What to do:
Carry on the piece about the farce A Cuckoo in the Nest, picking up after its final sentence.

Page extract:
>>>
Tom Walls as Major Bone with port decanter

- Parlour of the "Stag and Hunt", Wednesday morning
Major Bone advises Peter on what to say when Barbara arrives, to assuage her suspicion. Marguerite's husband meets Sloley-Jones who thoroughly confuses him with talk of meeting "Mr and Mrs Hickett" the previous evening. Hickett is devoted to Marguerite and is easily convinced of her fidelity. Barbara is less easily persuaded. Peter at first spins her a yarn to the effect that he drove on to the next town, leaving Marguerite overnight at the "Stag and Hunt". When that is shown up as a lie, Marguerite makes a wildly exaggerated show of passion for Peter, so over-the-top that it is obvious there is actually nothing between them. Barbara recognises the truth, both couples are reconciled, and Marguerite's little dog is restored to her.

==Reception==
The Times praised the performances and the play: "Let it be added that, though the clou of the farce is a 'bedroom scene', the entire entertainment is the pink of propriety. By the end of it the audience was thoroughly exhausted with laughter". The Manchester Guardian said that Travers "has told an old story so well it sparkles brilliantly as new. ... The play is an actor's comedy, and described as a 'misadventure in three acts'. Would that all misadventures were as funny." Looking back at the Aldwych farces in 1962, J. C. Trewin considered the pinnacle to be "Lynn trying to sleep beneath a washstand in A Cuckoo in the Nest and his manifold agonies as he reeled, writhed and plaited himself in coils through the watches of the night."
<<<
Records from a collection:
>>>
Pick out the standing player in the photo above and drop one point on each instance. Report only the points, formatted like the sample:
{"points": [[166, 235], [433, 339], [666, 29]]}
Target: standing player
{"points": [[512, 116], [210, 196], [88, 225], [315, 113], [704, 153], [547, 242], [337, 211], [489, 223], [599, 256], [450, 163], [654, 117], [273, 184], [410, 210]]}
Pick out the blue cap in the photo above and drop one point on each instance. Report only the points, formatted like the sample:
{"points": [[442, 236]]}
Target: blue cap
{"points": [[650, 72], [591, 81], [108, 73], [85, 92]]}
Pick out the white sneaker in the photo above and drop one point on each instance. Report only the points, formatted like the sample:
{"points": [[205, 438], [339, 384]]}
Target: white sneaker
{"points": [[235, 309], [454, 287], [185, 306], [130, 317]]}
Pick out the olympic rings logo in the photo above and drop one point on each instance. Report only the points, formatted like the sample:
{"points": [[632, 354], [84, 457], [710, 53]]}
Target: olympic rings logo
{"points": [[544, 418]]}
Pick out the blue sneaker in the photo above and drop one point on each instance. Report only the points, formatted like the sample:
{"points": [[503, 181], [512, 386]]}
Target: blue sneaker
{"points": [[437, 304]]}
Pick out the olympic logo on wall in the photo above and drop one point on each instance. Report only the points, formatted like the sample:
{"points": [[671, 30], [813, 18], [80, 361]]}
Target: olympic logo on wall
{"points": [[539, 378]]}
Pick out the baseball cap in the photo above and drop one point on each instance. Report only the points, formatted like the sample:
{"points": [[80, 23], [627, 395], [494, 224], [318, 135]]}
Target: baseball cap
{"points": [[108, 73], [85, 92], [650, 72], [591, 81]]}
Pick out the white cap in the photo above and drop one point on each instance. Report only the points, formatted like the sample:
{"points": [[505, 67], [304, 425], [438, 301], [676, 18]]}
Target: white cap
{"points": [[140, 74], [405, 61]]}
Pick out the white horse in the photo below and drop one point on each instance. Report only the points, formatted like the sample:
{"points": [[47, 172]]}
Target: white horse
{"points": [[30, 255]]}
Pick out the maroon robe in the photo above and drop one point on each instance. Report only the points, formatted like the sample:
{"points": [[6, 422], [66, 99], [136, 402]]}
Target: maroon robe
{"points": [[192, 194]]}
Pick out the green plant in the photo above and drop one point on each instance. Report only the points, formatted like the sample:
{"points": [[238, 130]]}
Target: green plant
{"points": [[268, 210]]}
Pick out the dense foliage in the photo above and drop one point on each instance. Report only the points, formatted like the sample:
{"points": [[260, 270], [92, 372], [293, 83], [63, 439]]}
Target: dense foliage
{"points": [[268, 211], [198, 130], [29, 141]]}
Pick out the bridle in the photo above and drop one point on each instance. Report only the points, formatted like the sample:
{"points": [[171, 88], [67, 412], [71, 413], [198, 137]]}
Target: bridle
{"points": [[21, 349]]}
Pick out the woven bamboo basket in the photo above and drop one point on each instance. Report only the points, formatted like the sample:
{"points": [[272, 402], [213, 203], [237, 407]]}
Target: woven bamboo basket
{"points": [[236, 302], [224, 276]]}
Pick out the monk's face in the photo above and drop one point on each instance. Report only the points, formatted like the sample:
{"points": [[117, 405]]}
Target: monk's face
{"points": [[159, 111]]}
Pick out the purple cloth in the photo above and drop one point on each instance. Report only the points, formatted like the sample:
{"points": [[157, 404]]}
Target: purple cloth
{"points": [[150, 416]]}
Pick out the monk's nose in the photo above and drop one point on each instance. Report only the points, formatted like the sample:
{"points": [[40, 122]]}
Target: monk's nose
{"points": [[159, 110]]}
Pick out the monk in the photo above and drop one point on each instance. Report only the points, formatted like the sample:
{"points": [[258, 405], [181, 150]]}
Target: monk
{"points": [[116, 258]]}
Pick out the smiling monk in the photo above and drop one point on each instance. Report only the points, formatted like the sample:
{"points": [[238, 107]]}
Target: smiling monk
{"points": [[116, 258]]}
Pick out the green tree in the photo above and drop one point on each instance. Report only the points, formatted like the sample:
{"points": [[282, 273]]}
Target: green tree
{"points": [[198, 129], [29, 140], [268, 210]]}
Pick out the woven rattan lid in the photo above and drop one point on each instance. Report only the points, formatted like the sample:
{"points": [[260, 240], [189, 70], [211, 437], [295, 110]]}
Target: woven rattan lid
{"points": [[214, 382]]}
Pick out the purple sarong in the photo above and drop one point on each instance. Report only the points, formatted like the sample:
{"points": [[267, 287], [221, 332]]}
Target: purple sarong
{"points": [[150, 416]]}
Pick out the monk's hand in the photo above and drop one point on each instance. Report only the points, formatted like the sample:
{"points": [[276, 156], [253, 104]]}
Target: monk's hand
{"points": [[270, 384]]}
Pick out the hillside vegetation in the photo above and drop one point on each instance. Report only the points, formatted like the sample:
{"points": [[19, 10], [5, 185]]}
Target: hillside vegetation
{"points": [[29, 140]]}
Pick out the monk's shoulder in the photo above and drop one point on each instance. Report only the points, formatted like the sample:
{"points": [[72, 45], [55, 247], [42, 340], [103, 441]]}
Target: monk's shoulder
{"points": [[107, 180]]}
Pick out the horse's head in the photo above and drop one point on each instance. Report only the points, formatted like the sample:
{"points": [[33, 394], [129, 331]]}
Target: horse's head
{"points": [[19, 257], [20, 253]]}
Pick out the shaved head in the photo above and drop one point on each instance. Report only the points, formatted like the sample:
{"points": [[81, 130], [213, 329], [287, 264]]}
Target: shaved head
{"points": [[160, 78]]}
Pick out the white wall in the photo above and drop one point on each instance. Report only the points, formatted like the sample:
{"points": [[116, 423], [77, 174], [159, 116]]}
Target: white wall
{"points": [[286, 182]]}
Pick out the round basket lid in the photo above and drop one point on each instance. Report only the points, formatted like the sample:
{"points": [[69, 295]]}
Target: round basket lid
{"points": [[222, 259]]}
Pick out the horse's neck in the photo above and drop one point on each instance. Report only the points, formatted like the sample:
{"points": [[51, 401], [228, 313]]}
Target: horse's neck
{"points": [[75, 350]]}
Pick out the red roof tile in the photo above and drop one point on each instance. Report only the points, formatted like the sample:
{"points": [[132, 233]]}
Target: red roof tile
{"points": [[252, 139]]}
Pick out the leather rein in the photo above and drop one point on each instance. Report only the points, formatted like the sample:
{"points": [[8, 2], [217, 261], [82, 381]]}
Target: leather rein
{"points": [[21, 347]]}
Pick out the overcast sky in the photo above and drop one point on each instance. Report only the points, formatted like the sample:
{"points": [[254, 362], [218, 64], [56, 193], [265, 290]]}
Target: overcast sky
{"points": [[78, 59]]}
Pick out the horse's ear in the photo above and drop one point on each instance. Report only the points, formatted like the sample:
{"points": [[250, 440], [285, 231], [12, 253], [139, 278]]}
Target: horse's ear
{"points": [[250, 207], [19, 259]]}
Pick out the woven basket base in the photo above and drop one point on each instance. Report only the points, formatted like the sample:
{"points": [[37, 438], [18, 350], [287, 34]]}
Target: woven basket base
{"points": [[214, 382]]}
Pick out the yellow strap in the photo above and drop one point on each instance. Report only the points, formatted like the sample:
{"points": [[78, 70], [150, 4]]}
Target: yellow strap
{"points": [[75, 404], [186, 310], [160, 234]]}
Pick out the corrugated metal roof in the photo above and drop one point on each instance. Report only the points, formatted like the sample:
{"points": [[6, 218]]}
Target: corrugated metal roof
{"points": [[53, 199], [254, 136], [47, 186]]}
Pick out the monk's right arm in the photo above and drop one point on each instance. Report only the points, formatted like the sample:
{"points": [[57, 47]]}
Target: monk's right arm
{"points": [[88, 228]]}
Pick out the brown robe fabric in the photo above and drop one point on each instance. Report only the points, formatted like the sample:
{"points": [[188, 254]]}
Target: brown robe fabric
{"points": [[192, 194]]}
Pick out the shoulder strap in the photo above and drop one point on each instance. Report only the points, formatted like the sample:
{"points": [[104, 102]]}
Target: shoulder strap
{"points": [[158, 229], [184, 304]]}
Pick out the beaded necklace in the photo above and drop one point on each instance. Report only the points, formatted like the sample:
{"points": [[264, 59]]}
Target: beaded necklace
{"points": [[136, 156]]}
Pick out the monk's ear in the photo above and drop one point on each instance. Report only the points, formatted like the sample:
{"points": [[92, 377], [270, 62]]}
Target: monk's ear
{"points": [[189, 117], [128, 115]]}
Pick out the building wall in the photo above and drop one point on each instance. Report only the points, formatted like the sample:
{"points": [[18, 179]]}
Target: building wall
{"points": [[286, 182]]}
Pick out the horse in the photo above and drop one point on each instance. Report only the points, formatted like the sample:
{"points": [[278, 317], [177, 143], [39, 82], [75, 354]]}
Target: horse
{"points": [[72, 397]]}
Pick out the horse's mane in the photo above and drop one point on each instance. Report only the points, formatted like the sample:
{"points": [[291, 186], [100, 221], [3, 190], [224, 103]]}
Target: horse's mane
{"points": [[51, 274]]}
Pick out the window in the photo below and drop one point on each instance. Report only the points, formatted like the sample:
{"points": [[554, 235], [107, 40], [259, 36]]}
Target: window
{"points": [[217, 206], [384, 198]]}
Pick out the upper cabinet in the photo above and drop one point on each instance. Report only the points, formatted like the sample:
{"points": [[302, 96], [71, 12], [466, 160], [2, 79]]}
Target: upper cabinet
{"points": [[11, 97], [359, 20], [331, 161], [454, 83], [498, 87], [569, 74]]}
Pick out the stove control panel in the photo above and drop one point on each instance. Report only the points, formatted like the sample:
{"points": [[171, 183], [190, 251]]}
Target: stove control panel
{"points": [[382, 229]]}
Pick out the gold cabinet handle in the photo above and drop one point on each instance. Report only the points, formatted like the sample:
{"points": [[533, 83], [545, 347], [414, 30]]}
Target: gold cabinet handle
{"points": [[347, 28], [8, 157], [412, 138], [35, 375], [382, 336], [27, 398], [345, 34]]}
<<<
Expected answer:
Travers himself was relieved to find the production to his taste. He had not previously thought highly of either Walls or Lynn: "The father-in-law who was the leading support character in the Cuckoo called for a straight comedy actor. ... The idea of Tom Walls red-nosing and reeling his way through it dismayed me. [Lynn] typified the contemporary monocled '[[wikt:knut|[k]nut]]'. ... Wouldn't this mean that the conscientious young husband of my farce would be caricatured and nincompooped into fatuous unreality?" Travers was pleased to be proved wrong: "The glorious restrained study that Tom made of the befuddled Major Bone surprised me as much as it gratified me." Of Lynn he wrote, "I was about to join forces with the greatest farce actor of our time."

==Revivals and adaptations==
In 1933 Walls directed a film adaptation of the play. Travers wrote the screenplay, and Walls, Lynn, Arnaud, Hare and Brough reprised their old stage roles.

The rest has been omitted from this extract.